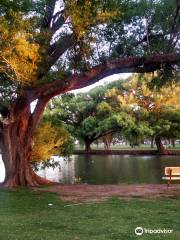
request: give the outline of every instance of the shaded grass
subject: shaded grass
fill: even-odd
[[[180,239],[179,198],[66,205],[55,193],[0,190],[0,240]],[[174,232],[137,237],[137,226]]]

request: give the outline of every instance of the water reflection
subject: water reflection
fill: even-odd
[[[58,157],[54,157],[54,160],[59,161],[58,167],[39,170],[38,175],[55,182],[73,184],[75,182],[75,160],[73,158],[65,160]]]
[[[74,155],[70,160],[55,158],[59,167],[37,173],[52,181],[73,184],[161,183],[166,166],[180,166],[179,156],[96,156]],[[4,178],[0,162],[0,181]]]

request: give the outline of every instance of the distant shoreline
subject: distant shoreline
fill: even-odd
[[[158,150],[75,150],[74,155],[159,155],[159,156],[174,156],[180,155],[180,150],[171,150],[168,153],[159,153]]]

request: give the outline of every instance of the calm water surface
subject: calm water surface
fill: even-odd
[[[166,166],[180,166],[180,156],[85,156],[56,158],[59,166],[38,171],[40,176],[61,183],[121,184],[162,183]],[[0,181],[3,180],[0,162]]]
[[[74,155],[60,161],[60,167],[39,174],[62,183],[162,183],[166,166],[180,166],[180,156]]]

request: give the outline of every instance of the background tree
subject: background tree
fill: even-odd
[[[138,144],[145,136],[152,136],[160,153],[165,150],[162,138],[179,137],[179,84],[151,90],[148,87],[149,75],[135,75],[125,83],[124,92],[111,89],[107,92],[113,99],[117,111],[125,108],[136,119],[136,127],[126,137],[131,144]],[[118,110],[119,109],[119,110]]]
[[[56,124],[63,122],[70,133],[85,144],[85,150],[90,151],[94,141],[133,125],[131,116],[114,112],[105,101],[105,91],[112,85],[92,89],[87,94],[55,98],[50,102],[45,118]]]
[[[43,183],[30,158],[37,124],[54,96],[115,73],[159,70],[163,83],[177,71],[179,12],[176,0],[1,1],[4,185]]]

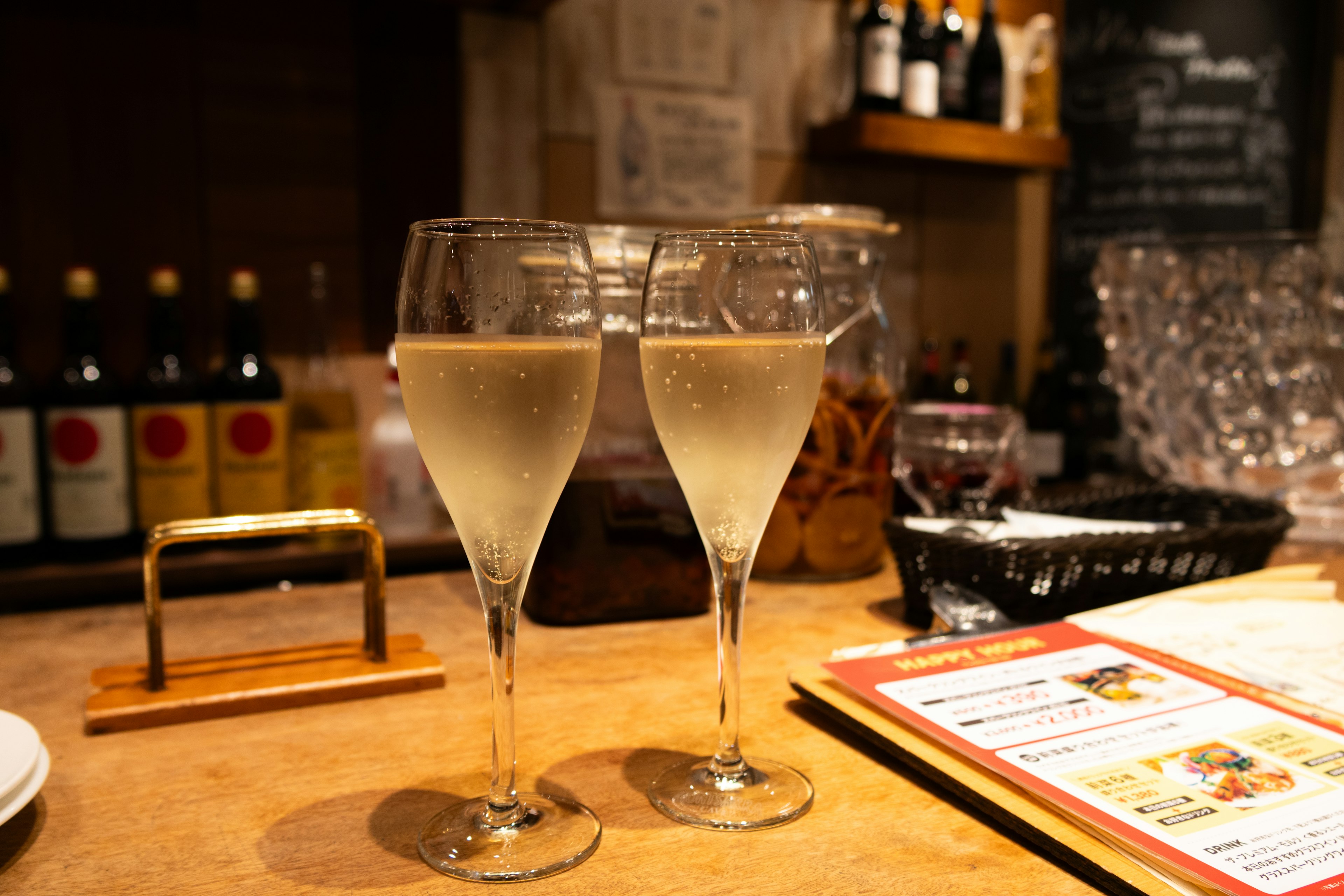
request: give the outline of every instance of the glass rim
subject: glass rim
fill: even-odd
[[[784,246],[809,246],[814,240],[812,234],[797,234],[788,230],[734,230],[734,228],[707,228],[707,230],[667,230],[655,238],[655,243],[722,243],[724,239],[753,239],[765,240],[763,244],[770,247]]]
[[[516,232],[478,234],[470,230],[457,230],[458,227],[476,227],[480,224],[516,226]],[[538,218],[426,218],[414,222],[409,232],[411,234],[438,234],[444,236],[461,236],[464,239],[539,239],[563,236],[583,236],[579,224],[563,220],[542,220]]]
[[[906,404],[898,414],[903,416],[934,418],[934,416],[1012,416],[1017,408],[1011,404],[956,404],[952,402],[915,402]]]

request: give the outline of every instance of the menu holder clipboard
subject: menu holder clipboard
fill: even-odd
[[[1079,877],[1125,896],[1187,896],[1132,858],[969,756],[863,700],[821,666],[789,673],[804,700],[923,778],[961,797],[1011,832],[1067,865]]]

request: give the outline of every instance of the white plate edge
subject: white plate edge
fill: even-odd
[[[17,815],[24,806],[34,801],[38,791],[42,790],[42,785],[47,783],[47,774],[50,772],[51,754],[47,752],[46,744],[39,744],[38,764],[28,772],[26,783],[17,790],[11,791],[8,797],[0,799],[0,825]]]

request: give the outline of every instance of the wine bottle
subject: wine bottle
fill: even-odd
[[[1004,54],[995,32],[995,0],[985,0],[980,34],[966,64],[966,117],[1000,124],[1004,99]]]
[[[215,376],[215,489],[219,512],[289,509],[289,412],[280,373],[262,355],[257,273],[228,275],[228,355]]]
[[[130,408],[141,529],[212,513],[210,415],[200,377],[187,364],[180,296],[176,267],[149,271],[149,353]]]
[[[926,339],[921,347],[919,383],[911,400],[937,402],[942,398],[942,379],[938,375],[938,340]]]
[[[309,341],[290,407],[290,506],[296,510],[363,505],[355,396],[327,333],[327,266],[309,277]]]
[[[900,111],[907,116],[938,116],[937,26],[925,17],[919,0],[906,0],[900,27]]]
[[[387,347],[383,412],[370,434],[368,509],[388,539],[418,537],[434,525],[437,494],[406,416],[396,347]]]
[[[38,415],[32,380],[15,357],[9,271],[0,267],[0,559],[20,560],[42,537]]]
[[[65,361],[43,414],[51,532],[81,556],[133,548],[125,396],[102,359],[97,297],[91,267],[66,271]]]
[[[948,118],[966,116],[966,42],[961,13],[950,1],[942,8],[938,27],[938,99],[939,113]]]
[[[1017,344],[1004,340],[999,345],[999,379],[995,380],[995,404],[1017,407]]]
[[[952,372],[943,384],[942,398],[958,404],[974,404],[980,400],[980,390],[970,376],[970,348],[964,339],[952,344]]]
[[[900,31],[891,16],[891,4],[870,0],[868,11],[855,26],[859,67],[853,91],[855,109],[900,109]]]
[[[1040,137],[1059,136],[1059,64],[1055,17],[1038,12],[1027,20],[1032,54],[1023,90],[1021,129]]]
[[[1064,473],[1064,412],[1050,341],[1040,344],[1036,376],[1027,396],[1027,473],[1058,480]]]

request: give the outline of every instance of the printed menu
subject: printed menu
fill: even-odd
[[[1344,888],[1344,731],[1064,622],[825,668],[1179,876]]]

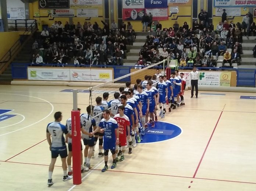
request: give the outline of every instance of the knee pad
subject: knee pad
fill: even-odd
[[[109,150],[104,150],[104,156],[108,156],[109,155]]]
[[[99,139],[99,145],[103,145],[103,138]]]

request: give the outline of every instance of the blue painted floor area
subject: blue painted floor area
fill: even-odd
[[[208,95],[209,96],[225,96],[224,94],[211,94],[210,93],[201,93],[201,95]]]
[[[240,99],[245,99],[246,100],[256,100],[256,96],[241,96]]]
[[[0,109],[0,115],[2,115],[2,114],[7,113],[7,112],[9,112],[12,111],[13,111],[13,109]]]
[[[151,125],[145,130],[145,135],[142,136],[141,143],[154,143],[170,139],[178,136],[182,130],[174,125],[163,122],[155,123],[154,127]]]

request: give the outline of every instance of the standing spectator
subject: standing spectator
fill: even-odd
[[[149,22],[149,18],[147,16],[147,14],[145,13],[142,17],[142,19],[141,20],[141,23],[142,24],[142,32],[144,32],[144,28],[145,28],[145,31],[147,31],[147,25]]]
[[[194,88],[196,89],[196,98],[198,98],[198,79],[199,79],[199,72],[196,71],[196,67],[193,67],[193,71],[189,73],[191,83],[191,97],[194,96]]]
[[[238,65],[240,65],[240,55],[237,53],[237,49],[234,49],[233,51],[233,52],[231,53],[231,64],[232,64],[236,62]]]
[[[223,12],[221,15],[221,22],[224,22],[225,21],[227,21],[227,13],[226,12],[226,10],[223,9],[222,10]]]

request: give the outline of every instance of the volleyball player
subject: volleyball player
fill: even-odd
[[[78,108],[77,110],[79,111],[80,111],[81,109],[80,108]],[[66,128],[68,130],[68,133],[72,134],[71,132],[71,118],[69,118],[67,120],[66,122]],[[82,133],[84,134],[86,134],[87,135],[89,135],[89,132],[86,132],[85,130],[82,128],[82,126],[81,126],[81,130]],[[67,162],[68,163],[68,176],[71,176],[73,174],[73,172],[71,169],[71,158],[72,156],[72,139],[68,137],[68,136],[66,135],[66,141],[65,141],[68,143],[68,157],[67,159]],[[94,141],[93,141],[93,143],[94,143]],[[84,168],[83,166],[83,155],[82,154],[82,144],[81,145],[81,172],[83,173],[85,172],[87,172],[89,170],[88,168]]]
[[[83,133],[82,134],[82,138],[83,141],[83,144],[85,146],[83,151],[85,157],[83,165],[89,169],[91,168],[90,159],[93,154],[95,145],[94,137],[90,133],[92,132],[97,127],[95,119],[93,119],[91,116],[91,105],[88,106],[86,108],[87,113],[82,114],[80,117],[80,120],[82,129],[84,129],[86,132],[86,133],[85,133],[83,132],[82,132]],[[91,110],[93,111],[93,106],[92,107]]]
[[[157,100],[156,97],[156,92],[152,89],[152,82],[149,82],[147,84],[147,89],[145,91],[145,92],[148,95],[149,100],[149,116],[152,119],[154,119],[154,111],[156,109]],[[147,118],[148,115],[148,113],[146,113],[146,120],[147,120]],[[154,122],[152,121],[151,123],[152,127],[154,127]]]
[[[163,81],[163,77],[162,76],[160,76],[159,77],[159,82],[157,84],[158,87],[158,92],[159,94],[159,98],[158,99],[158,102],[159,105],[159,108],[160,108],[160,112],[159,113],[159,116],[161,116],[161,118],[164,118],[164,115],[166,112],[166,101],[167,100],[167,95],[168,94],[168,89],[167,89],[167,84]],[[163,111],[162,108],[162,104],[163,107]]]
[[[110,102],[110,107],[111,107],[111,116],[114,117],[117,114],[118,112],[118,106],[120,104],[119,101],[120,94],[118,92],[115,92],[114,94],[114,97],[115,99],[112,100]]]
[[[128,104],[126,102],[127,98],[125,95],[121,96],[120,97],[121,104],[124,106],[124,113],[129,118],[130,121],[131,128],[130,128],[130,133],[127,131],[127,134],[131,134],[132,133],[132,128],[135,128],[134,125],[134,116],[133,114],[133,109],[131,105]],[[129,143],[129,152],[128,154],[132,154],[132,138],[131,136],[129,137],[127,137],[127,140]]]
[[[118,129],[119,131],[119,144],[117,145],[115,147],[115,154],[117,154],[116,156],[116,161],[122,161],[124,160],[124,153],[125,152],[125,146],[127,145],[127,138],[129,139],[130,136],[130,120],[128,117],[125,115],[124,112],[124,106],[120,105],[118,107],[118,113],[115,115],[114,119],[117,122],[118,125]],[[126,132],[128,133],[127,135]],[[118,160],[118,154],[117,153],[117,147],[121,147],[121,157]]]
[[[172,102],[171,101],[172,97],[173,96],[173,88],[171,87],[171,83],[170,80],[167,79],[167,76],[164,75],[163,76],[164,77],[164,81],[167,84],[167,87],[168,89],[168,94],[167,95],[167,99],[168,100],[168,102],[169,102],[169,112],[171,112],[171,102]]]
[[[92,117],[94,118],[96,122],[96,126],[99,126],[100,120],[102,117],[102,114],[100,114],[104,110],[102,105],[102,98],[99,97],[96,98],[96,105],[93,108],[93,112],[92,114]],[[97,132],[95,134],[95,143],[96,144],[97,141],[99,138],[99,155],[98,156],[101,157],[104,156],[104,154],[102,153],[103,148],[103,134],[100,132]]]
[[[181,103],[180,105],[185,105],[185,102],[184,101],[184,91],[185,90],[185,88],[186,88],[186,79],[185,77],[184,76],[184,73],[181,73],[179,75],[179,76],[181,78],[181,84],[182,85],[182,91],[180,92],[179,96],[181,97]]]
[[[68,156],[68,154],[63,133],[67,134],[68,137],[70,138],[71,137],[71,135],[68,133],[65,125],[60,123],[62,120],[61,112],[59,111],[55,113],[54,118],[55,121],[48,124],[46,128],[46,138],[50,146],[50,150],[51,153],[51,161],[49,166],[47,183],[49,187],[51,186],[53,184],[51,177],[56,159],[59,155],[61,158],[62,169],[63,170],[63,178],[62,180],[66,181],[72,178],[72,176],[68,175],[67,172],[66,158]]]
[[[102,172],[105,172],[109,169],[107,162],[109,160],[109,151],[112,154],[113,163],[111,169],[115,168],[117,163],[115,161],[115,145],[119,144],[119,131],[117,122],[110,116],[109,110],[105,109],[103,111],[103,118],[100,121],[99,126],[100,128],[100,132],[104,133],[104,160],[105,166],[102,170]]]
[[[146,122],[147,121],[147,119],[146,118],[146,113],[148,113],[149,111],[149,100],[147,94],[142,91],[142,86],[140,85],[138,86],[138,90],[139,93],[137,94],[137,96],[139,97],[142,104],[142,117],[141,119],[142,123],[142,131],[141,134],[142,135],[144,135],[145,134],[144,133],[145,129],[147,128],[147,124],[146,123]]]

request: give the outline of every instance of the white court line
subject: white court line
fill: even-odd
[[[110,155],[110,155],[110,154],[109,155],[109,156]],[[97,168],[99,167],[99,166],[100,165],[101,165],[102,163],[104,161],[104,160],[103,159],[102,161],[101,161],[99,162],[99,163],[97,164],[96,164],[96,165],[94,165],[94,166],[93,166],[92,167],[92,168],[94,169],[96,169]],[[83,179],[84,179],[85,178],[86,178],[88,176],[89,176],[89,175],[90,174],[91,174],[91,173],[92,173],[92,172],[93,172],[95,170],[90,170],[90,172],[88,172],[85,176],[83,177],[83,178],[82,179],[82,183],[83,180]],[[80,185],[81,185],[81,184],[80,184]],[[70,191],[71,190],[73,190],[73,189],[74,188],[75,188],[77,185],[74,185],[72,187],[71,187],[69,189],[68,189],[68,191]]]
[[[8,112],[8,113],[13,113],[14,114],[16,114],[16,115],[21,115],[21,116],[22,116],[22,117],[23,118],[23,119],[22,119],[22,120],[21,120],[19,122],[18,122],[18,123],[14,123],[14,124],[12,124],[12,125],[8,125],[7,126],[5,126],[4,127],[0,127],[0,129],[2,129],[3,128],[7,127],[10,127],[10,126],[13,126],[13,125],[15,125],[18,124],[20,123],[21,123],[22,121],[23,121],[25,119],[25,116],[24,115],[23,115],[20,114],[19,113],[12,113],[12,112]]]
[[[46,117],[45,117],[44,118],[42,119],[39,120],[38,121],[36,122],[35,123],[34,123],[30,125],[28,125],[28,126],[26,126],[26,127],[22,127],[21,129],[17,129],[17,130],[15,130],[15,131],[12,131],[9,132],[9,133],[4,133],[4,134],[2,134],[0,135],[0,137],[1,136],[3,136],[4,135],[7,135],[8,134],[10,134],[10,133],[14,133],[14,132],[17,131],[19,131],[20,130],[21,130],[22,129],[25,129],[26,128],[28,127],[30,127],[31,126],[32,126],[32,125],[34,125],[35,124],[36,124],[37,123],[39,123],[39,122],[42,121],[43,120],[45,119],[47,117],[48,117],[50,115],[51,115],[52,112],[53,112],[53,109],[54,109],[54,107],[53,107],[53,105],[52,104],[51,104],[51,103],[49,102],[48,101],[46,100],[44,100],[43,99],[42,99],[41,98],[39,98],[39,97],[34,97],[34,96],[26,96],[25,95],[22,95],[22,94],[3,94],[2,93],[0,93],[0,94],[3,94],[4,95],[14,95],[16,96],[26,96],[27,97],[32,97],[33,98],[35,98],[36,99],[39,99],[39,100],[43,100],[44,101],[45,101],[46,102],[47,102],[47,103],[48,103],[50,105],[51,105],[51,112],[50,112],[50,113],[47,115],[47,116]]]

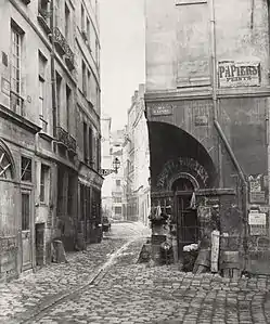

» **PROBLEM TO SOLVE**: Which lines of the data above contain the word "white"? Copy each one.

» **WRITTEN SOLUTION**:
request: give the outline of every instance of the white plate edge
subject: white plate edge
request: give the outline of every instance of the white court line
subject: white court line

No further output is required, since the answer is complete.